---------- TASK INPUT

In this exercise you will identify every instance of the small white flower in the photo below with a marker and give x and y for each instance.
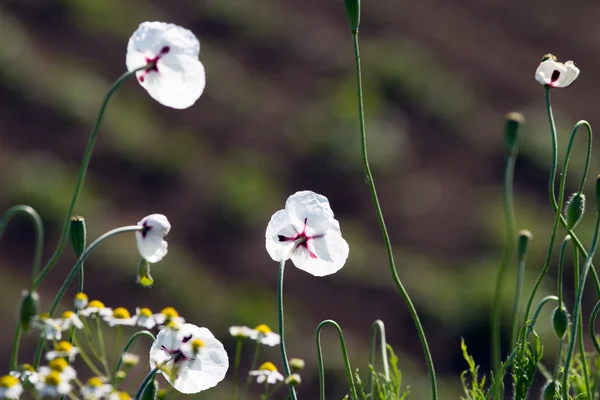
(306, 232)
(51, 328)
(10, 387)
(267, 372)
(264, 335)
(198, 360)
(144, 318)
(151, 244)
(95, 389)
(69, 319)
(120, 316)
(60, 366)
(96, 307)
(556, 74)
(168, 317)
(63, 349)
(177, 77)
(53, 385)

--------------------
---------- TASK INPUT

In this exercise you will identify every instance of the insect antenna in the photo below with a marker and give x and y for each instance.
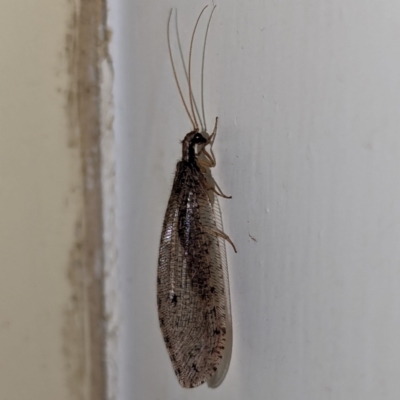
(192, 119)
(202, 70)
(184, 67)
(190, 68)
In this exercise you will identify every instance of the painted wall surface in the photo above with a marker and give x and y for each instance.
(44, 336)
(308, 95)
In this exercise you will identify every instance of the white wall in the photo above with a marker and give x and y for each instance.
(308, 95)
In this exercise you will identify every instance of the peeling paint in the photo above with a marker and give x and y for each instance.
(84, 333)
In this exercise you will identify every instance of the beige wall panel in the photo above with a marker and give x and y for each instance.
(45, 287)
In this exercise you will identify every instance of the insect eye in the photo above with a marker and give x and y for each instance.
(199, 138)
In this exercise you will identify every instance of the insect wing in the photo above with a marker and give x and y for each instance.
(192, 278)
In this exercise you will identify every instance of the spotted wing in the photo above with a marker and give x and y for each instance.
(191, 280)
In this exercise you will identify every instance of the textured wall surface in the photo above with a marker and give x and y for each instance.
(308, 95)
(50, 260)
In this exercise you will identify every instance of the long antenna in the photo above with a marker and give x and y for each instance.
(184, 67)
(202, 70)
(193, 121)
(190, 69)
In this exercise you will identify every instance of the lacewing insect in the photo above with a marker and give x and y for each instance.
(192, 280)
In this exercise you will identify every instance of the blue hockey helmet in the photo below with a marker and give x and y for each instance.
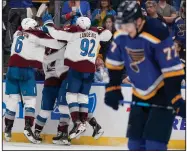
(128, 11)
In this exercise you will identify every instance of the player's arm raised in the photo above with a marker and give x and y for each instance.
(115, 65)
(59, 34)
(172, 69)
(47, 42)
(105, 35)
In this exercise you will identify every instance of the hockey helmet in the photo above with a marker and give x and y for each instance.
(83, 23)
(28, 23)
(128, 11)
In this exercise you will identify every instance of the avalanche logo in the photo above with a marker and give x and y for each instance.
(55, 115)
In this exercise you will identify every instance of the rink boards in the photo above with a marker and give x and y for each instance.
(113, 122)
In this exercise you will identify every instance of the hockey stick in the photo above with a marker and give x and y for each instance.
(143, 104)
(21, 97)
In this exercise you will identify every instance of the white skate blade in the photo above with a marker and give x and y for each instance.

--------------------

● **JOB**: Show each line of the listing above that contains the word "helmet".

● **RESULT BELOW**:
In this exercise you will identify every instance of the blue hockey helmet in the photo below with a marker and give x and y for each instance.
In this exercise you will identify every instance of the hockey helmet in the photo above with a marker and give x and y for each instance.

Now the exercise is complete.